We don't talk much about the OTHER "Good Samaritan."


Now on the way to Jerusalem, Jesus was passing along between Samaria and Galilee. As he was entering a village, ten men with leprosy met him. They stood at a distance, raised their voices and said, “Jesus, Master, have mercy on us.” When he saw them he said, “Go and show yourselves to the priests.” And as they went along, they were cleansed. Then one of them, when he saw he was healed, turned back, praising God with a loud voice. He fell with his face to the ground at Jesus’ feet and thanked him. (Now he was a Samaritan.) Then Jesus said, “Were not ten cleansed? Where are the other nine? Was no one found to turn back and give praise to God except this non-Jew?” Then he said to the man, “Get up and go your way. Your faith has made you well.”
— LUKE 17:11-19

One of the strangest things about this story is how Christians tend to stop short of actually pointing out what it has to say.

For that reason, you could say it sits alongside something like the Transfiguration as the kind of gospel event we're quite familiar with – even though we never seem to focus much on its significance. As with many gospel miracles, we might be invested simply because of the miraculous nature of things, and yet remain completely detached from their ramifications, or dwelling on those ramifications as a part of honoring the story... But we must remember that miracles are not isolated things - they have a context in which they occur. They speak to that context. And if we listen to how they speak in that context, it becomes easier to hear what they might still have to say.  

For instance, in the first century, the idea of a miracle accompanying what a teacher was saying or doing was a means of validating his message... So then, to be unable to see beyond the miracle would be to miss the message, right? It would be like observing the verification or proof of a point without observing the point itself.

Christians have grown fairly comfy with this very thing - this preoccupation with the miracle, while potentially missing the subject in all its fascinating and subversive beauty. Where a first century Jew (or even a non-Jew) would have read this sort of story and naturally looked for the connective tissue between Jesus' miracles and the situations they accompanied, Christians have taken to reading things in a more disconnected fashion. As a result, we have become more likely to paint ourselves a Jesus who performs miracles with an air of detachment himself. A gather-around-for-my-next-trick Jesus. Fundamentally: 

You have a Jesus who does magic to entertain us, but seldom leaves us reeling to absorb the shock of WHY

This, in and of itself, is telling.  

To be clear up front, I'm not diminishing the beauty or meaning of healing on its own. Not at all. All ten of those healed experienced something priceless in being healed that day, and it would have meant the world to them. Also, Jesus performed plenty of general healings in the gospels without lessons being attached to them.

Goals
[1] In the reflection on the ten healed men, what was the man who turned back to thank Jesus?
[2] According to the reflection on the ten healed men, why would being unable to see beyond a miracle mean missing the message?
The lines that come next aren't needed for anything here.

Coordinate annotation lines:
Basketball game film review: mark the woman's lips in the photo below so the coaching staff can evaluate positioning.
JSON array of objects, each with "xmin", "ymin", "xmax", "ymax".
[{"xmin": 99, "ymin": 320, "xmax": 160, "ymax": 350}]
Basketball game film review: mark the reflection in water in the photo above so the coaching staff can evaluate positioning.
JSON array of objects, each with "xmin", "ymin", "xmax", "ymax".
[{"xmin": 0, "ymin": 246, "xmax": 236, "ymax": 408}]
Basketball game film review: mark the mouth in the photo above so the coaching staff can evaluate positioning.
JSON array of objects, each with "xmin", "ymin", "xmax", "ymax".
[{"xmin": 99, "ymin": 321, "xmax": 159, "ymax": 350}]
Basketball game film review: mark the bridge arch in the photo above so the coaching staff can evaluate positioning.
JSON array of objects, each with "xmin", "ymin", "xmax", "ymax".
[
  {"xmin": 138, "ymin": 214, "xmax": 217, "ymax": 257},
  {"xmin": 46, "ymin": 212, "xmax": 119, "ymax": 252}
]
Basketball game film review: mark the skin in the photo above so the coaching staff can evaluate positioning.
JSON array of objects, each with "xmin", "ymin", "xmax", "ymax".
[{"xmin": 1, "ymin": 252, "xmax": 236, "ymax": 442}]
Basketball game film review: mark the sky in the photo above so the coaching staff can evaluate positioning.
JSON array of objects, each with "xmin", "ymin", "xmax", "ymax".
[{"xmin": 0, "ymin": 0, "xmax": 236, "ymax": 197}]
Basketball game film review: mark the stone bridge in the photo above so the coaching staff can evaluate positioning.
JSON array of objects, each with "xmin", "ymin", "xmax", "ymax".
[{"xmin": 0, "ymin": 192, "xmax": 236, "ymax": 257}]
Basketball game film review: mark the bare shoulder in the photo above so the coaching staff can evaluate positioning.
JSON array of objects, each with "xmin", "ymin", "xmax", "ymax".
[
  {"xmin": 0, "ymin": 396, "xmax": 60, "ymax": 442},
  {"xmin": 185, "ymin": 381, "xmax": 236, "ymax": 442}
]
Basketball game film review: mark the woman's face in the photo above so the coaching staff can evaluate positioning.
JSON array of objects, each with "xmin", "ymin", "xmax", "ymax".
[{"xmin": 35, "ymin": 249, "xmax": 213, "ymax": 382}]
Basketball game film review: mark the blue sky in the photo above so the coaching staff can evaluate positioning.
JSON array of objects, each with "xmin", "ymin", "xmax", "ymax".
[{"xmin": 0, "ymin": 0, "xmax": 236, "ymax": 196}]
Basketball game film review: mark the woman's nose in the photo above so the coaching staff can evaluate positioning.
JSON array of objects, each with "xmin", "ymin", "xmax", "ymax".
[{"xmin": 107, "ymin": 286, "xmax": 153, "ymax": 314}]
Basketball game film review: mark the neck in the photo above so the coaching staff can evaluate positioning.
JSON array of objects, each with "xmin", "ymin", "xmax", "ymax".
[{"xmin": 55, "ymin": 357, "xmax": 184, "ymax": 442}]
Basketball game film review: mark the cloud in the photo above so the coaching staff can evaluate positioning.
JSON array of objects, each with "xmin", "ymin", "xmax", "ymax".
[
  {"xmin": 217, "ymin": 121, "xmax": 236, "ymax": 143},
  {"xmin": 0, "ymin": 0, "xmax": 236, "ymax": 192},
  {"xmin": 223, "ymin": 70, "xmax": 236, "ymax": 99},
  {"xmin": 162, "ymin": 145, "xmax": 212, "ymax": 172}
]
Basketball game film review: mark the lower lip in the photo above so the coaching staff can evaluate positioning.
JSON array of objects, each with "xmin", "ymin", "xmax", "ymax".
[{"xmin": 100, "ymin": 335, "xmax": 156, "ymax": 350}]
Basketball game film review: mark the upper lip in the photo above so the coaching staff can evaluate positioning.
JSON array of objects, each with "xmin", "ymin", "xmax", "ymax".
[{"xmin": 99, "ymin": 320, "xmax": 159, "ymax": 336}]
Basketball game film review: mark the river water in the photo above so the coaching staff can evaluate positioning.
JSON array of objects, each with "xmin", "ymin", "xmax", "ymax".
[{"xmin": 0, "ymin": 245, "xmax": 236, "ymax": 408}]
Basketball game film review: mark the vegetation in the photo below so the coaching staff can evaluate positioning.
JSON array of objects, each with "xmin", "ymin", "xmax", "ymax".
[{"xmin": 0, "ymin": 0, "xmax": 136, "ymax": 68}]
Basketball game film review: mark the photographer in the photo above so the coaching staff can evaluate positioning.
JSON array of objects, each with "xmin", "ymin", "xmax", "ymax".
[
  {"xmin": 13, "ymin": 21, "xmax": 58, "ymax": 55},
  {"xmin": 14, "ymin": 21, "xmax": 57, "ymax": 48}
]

Solved problems
[1] He was a Samaritan.

[2] In the first century, a miracle that accompanied a teacher's words or actions served to validate his message. Focusing only on the miracle would be like observing the proof of a point without observing the point itself.